#### Exercise 1:
Update the Berkshire Record Office text from "Whether you are" up to and including "documents held useful.", and write that part out again with "family history" changed to "ancestry".

#### Document passage:
·····

Established in 1948, the aims of Berkshire Record Office are to collect and preserve records referring to the Royal County of Berkshire, and to make them freely accessible to everyone.
The Office stores materials in environmentally-controlled strongrooms to ensure their availability to present and future generations so that the county's history may be preserved.
The Office encourages people to visit so that visitors can experience the enjoyment of researching their relatives' records.
Resources held by the Office cover almost nine hundred years of history, and include records from public authorities.
These resources include parish registers, census returns, electoral registers, poll books, wills and probate 1480-1857, quarter sessions, postcards, photographs and newspapers and are held on many different types of medium.
Whether you are researching the history of a house, tracing your family history, conducting research for a school, college or university assignment, or studying the history of your local area, you will find the documents held useful.
The knowledgeable and helpful staff are always on hand to help should you not know which resource would best help you further your research.
For information regarding their collections, please visit their Home Page and peruse the online catalogue. The catalogue does not currently include all their collections, but they are constantly adding to it. You are able to find the document references of the resources you need to access by using the catalogue.
You can also peruse a parish register guide which has details of Church of England parish registers held.
Opening hours can be found by going to their planning a visit page.
It is prudent to book before visiting, and to ensure the sources you require are held by the Office in order to avoid disappointment when you arrive, especially if you live some distance away. When contacting the Office, you are also able to order any documents you will need to access, and tell them of any special requirements you may have.

·····

#### Records for this task:

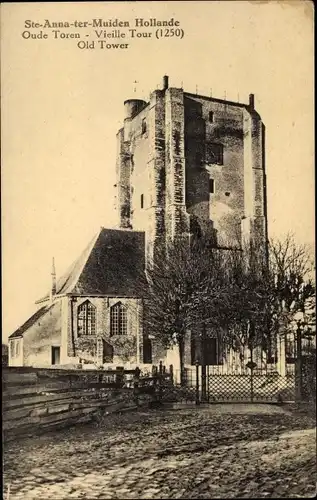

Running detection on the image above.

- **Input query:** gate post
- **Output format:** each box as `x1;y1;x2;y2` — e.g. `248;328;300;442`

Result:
196;361;200;405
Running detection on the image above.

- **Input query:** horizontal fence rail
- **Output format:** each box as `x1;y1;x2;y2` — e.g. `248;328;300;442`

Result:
2;368;170;439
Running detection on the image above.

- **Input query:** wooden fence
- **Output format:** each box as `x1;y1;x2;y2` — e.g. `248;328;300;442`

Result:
2;366;173;440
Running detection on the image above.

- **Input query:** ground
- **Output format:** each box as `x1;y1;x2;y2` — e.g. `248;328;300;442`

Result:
3;405;316;500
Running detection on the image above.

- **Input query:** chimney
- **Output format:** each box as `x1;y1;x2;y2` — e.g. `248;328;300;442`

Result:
163;75;168;90
249;94;254;109
51;257;56;300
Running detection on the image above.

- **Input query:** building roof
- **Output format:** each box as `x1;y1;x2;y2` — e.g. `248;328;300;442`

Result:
37;228;145;303
9;304;53;339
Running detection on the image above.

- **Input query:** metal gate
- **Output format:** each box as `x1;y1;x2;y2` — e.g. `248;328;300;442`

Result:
206;371;296;403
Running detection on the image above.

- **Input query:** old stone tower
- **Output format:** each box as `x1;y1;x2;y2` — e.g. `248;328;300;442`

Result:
116;76;267;257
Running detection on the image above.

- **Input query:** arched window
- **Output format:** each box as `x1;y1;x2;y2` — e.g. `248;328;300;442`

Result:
77;300;96;336
110;302;128;336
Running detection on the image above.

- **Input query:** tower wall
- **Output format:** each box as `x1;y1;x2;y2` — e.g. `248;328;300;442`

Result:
117;79;267;258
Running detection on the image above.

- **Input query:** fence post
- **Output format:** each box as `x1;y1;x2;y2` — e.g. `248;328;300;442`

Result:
250;345;255;403
170;365;174;385
133;366;141;406
296;325;303;401
115;366;124;387
158;361;163;403
196;361;200;405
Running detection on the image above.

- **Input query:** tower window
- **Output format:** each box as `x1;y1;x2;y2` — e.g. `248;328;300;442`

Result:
206;143;223;165
142;118;146;134
77;300;96;337
110;302;128;337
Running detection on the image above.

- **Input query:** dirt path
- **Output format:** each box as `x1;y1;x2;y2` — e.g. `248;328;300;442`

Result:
4;405;316;500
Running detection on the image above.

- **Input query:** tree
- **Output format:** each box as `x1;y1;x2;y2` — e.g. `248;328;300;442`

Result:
223;234;315;366
142;239;228;384
269;234;315;352
218;242;272;362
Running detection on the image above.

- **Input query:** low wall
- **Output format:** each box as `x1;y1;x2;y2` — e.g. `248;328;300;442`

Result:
2;367;141;440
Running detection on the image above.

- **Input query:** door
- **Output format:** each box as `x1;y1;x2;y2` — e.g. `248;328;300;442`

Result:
52;347;61;365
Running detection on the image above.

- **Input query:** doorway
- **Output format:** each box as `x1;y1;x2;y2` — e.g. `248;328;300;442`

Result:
52;346;61;365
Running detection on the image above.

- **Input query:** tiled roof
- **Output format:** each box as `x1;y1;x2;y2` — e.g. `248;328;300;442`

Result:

·····

#### Exercise 2:
Please rewrite the listing from its first line up to and including the line with "2;366;173;440", requests included, and add 135 to every bounding-box coordinate given as a result, leaving the numbers in the requests and format samples unchanged. Leave out the pictures.

#### Full output 1:
Whether you are researching the history of a house, tracing your ancestry, conducting research for a school, college or university assignment, or studying the history of your local area, you will find the documents held useful.

#### Full output 2:
Running detection on the image above.

- **Input query:** gate post
- **Output format:** each box as `x1;y1;x2;y2` — e.g. `248;328;300;442`

Result:
331;496;335;540
Running detection on the image above.

- **Input query:** horizontal fence rail
- **Output format:** each box as `x1;y1;x2;y2` — e.g. `248;328;300;442`

Result:
137;503;305;574
Running detection on the image above.

- **Input query:** wooden fence
- **Output format:** each box as `x1;y1;x2;y2` — e.g. `248;328;300;442`

Result:
137;501;308;575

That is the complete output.